OBJECTIVE 1 -
Answer these questions from the plan notes below:
(a) Which trustee held the Plan's investments for the year ended December 31, 1998?
(b) What is the maximum repayment period for participant loans?
(c) What approximate interest did the Plan have in the net assets available for plan benefits of the Master Trust at December 31, 1999?

SOURCE EXCERPT -
begin

2.    SUMMARY OF SIGNIFICANT ACCOUNTING POLICIES

      BASIS OF ACCOUNTING - The Plan maintains its financial statements on the
      accrual basis of accounting.

      USE OF ESTIMATES - The preparation of financial statements in conformity
      with generally accepted accounting principles requires management to make
      estimates and assumptions that affect the reported amounts of net assets
      and disclosures at the date of the financial statements and the reported
      changes in net assets during the reporting period. Actual results could
      differ from those estimates.

      INVESTMENT VALUATION AND INCOME RECOGNITION - The Plan's investments are
      stated at fair value based on quoted market prices. Loans are carried at
      cost plus accrued interest, which approximates fair value.

      Purchases and sales of securities are recorded on the trade date. Interest
      income is recorded on the accrual basis. Dividends are recorded on the
      ex-dividend date.

      BENEFIT PAYMENTS - Payments are recorded when paid.

                                     -5-
<PAGE>

3.    INVESTMENTS

      The Plan's investments were held by T. Rowe Price Trust Company, the
      trustee, for the year ended December 31, 1998 and in a Master Trust for
      the year ended December 31, 1999 (see Note 6). Investments that represent
      5% or more of the Plan's net assets at December 31, 1998 are as follows:

<TABLE>
<S>                                                              <C>
Sempra Energy common stock:
   Participant-directed                                            $   200
   Nonparticipant-directed                                             734
T. Rowe Price Mutual Funds:
   Equity Index Fund                                                   610
   Personal Strategy Income Fund                                       355
   Personal Strategy Growth Fund                                       288
   New Horizons Fund                                                   286
   International Stock Fund                                            234
   Personal Strategy Balanced Fund                                     212
</TABLE>

      The net appreciation in the fair value of investments is summarized as
      follows for the year ended December 31, 1998:

<TABLE>
<S>                                                              <C>
Sempra Energy common stock                                         $   (12)
Mutual funds                                                            55
                                                                   -------
Total                                                              $    43
                                                                   =======
</TABLE>

4.    TAX STATUS

      The Company has not yet requested from the Internal Revenue Service a
      determination letter stating that the Plan, as designed, is in compliance
      with the applicable requirements of the IRC. The Plan's administrator and
      tax counsel believe that the Plan is designed and operated in accordance
      with the applicable sections of the IRC, and that the underlying trust is
      exempt from taxation under Section 501(a) of the IRC.

5.    PARTICIPANT LOANS

      The Plan permits participants to borrow against the balances in their
      individual accounts within the Master Trust. A participant is limited to
      borrowing a maximum of 50% of the value of his/her account balance or
      $50,000, whichever is less. The minimum amount that can be borrowed is
      $1,000, and the fee charged for processing a loan is paid by the
      participant who takes out the loan. Loans have a maximum repayment period
      of five years. The loans bear interest at 1% above the prime rate, as
      published in the Wall Street Journal, at the time the loan is made.

6.    INVESTMENTS IN THE MASTER TRUST

      Effective January 1, 1999, the Plan's assets are held in a trust
      account at T. Rowe Price, the trustee of the Plan, and consist of an
      interest in the Sempra Energy Savings Master Trust, (the "Master
      Trust"). Use of the Master Trust permits the commingling of the trust
      assets of two or more similar employee benefit plans sponsored by
      Sempra Energy, for investment and administrative purposes. The Plan has
      an approximate 1% interest in the net assets available for plan
      benefits of the Master Trust at December 31, 1999.

end

INPUT RECORDS -
begin

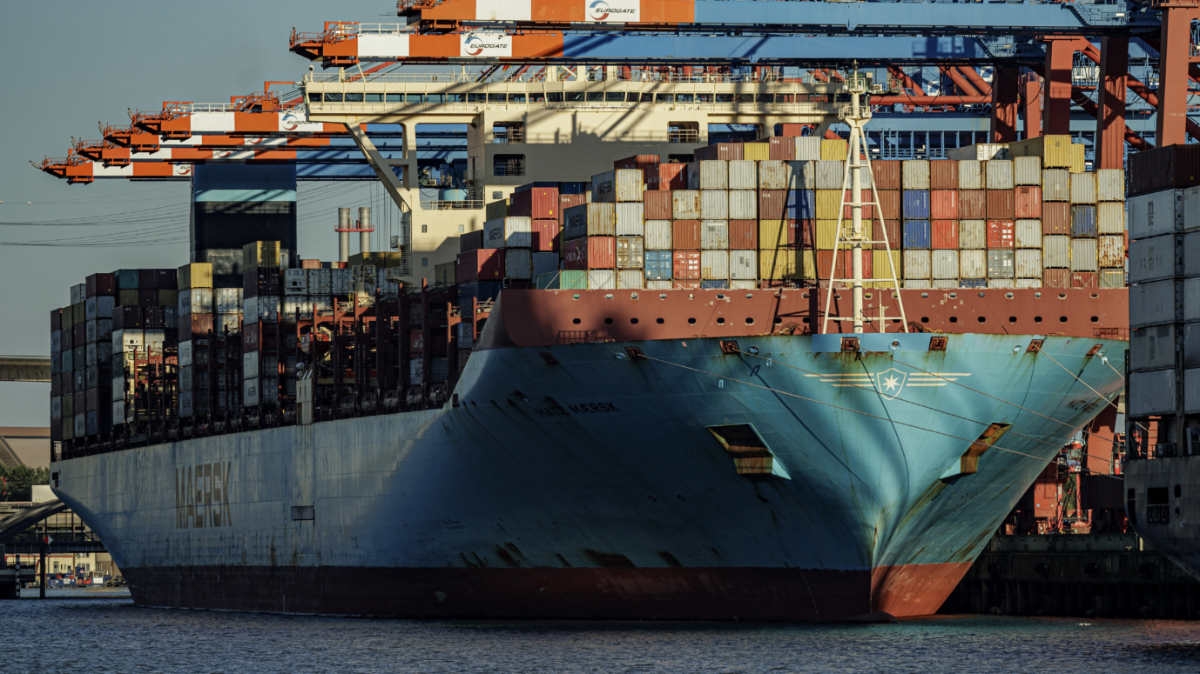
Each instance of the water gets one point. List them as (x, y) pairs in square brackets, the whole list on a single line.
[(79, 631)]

end
begin

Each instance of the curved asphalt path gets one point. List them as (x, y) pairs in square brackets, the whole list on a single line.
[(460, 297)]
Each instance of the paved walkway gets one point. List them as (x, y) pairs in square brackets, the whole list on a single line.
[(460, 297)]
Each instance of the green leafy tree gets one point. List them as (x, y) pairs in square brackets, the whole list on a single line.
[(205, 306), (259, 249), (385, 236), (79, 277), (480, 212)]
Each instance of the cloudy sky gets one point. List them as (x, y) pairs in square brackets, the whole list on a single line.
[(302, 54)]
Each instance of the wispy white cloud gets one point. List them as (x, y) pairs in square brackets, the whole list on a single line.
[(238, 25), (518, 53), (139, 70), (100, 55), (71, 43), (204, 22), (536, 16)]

end

OBJECTIVE 2 -
Reproduce every line of the rows above unchanged, from the line containing "Each instance of the paved" down to the line containing "22), (536, 16)]", with both of those lines included.

FULL RESPONSE 1 -
(a) T. Rowe Price Trust Company
(b) Five years
(c) About 1%

FULL RESPONSE 2 -
Each instance of the paved walkway gets one point. List them as (x, y) pairs in square brackets, the whole list on a single line.
[(460, 297)]
Each instance of the green leafy tree gets one point. List them as (x, y) pairs in square brackets, the whole list on a single line.
[(205, 306), (259, 249), (385, 236), (79, 277), (480, 212)]
Each instance of the cloudy sky gets one point. List them as (x, y) pairs in square brackets, the whole list on a single line.
[(302, 54)]
Each instance of the wispy white cloud gets one point. List them as (x, y) pairs in square brackets, the whole list on a single line.
[(238, 25), (518, 53), (139, 70), (100, 55), (71, 43), (204, 22), (536, 16)]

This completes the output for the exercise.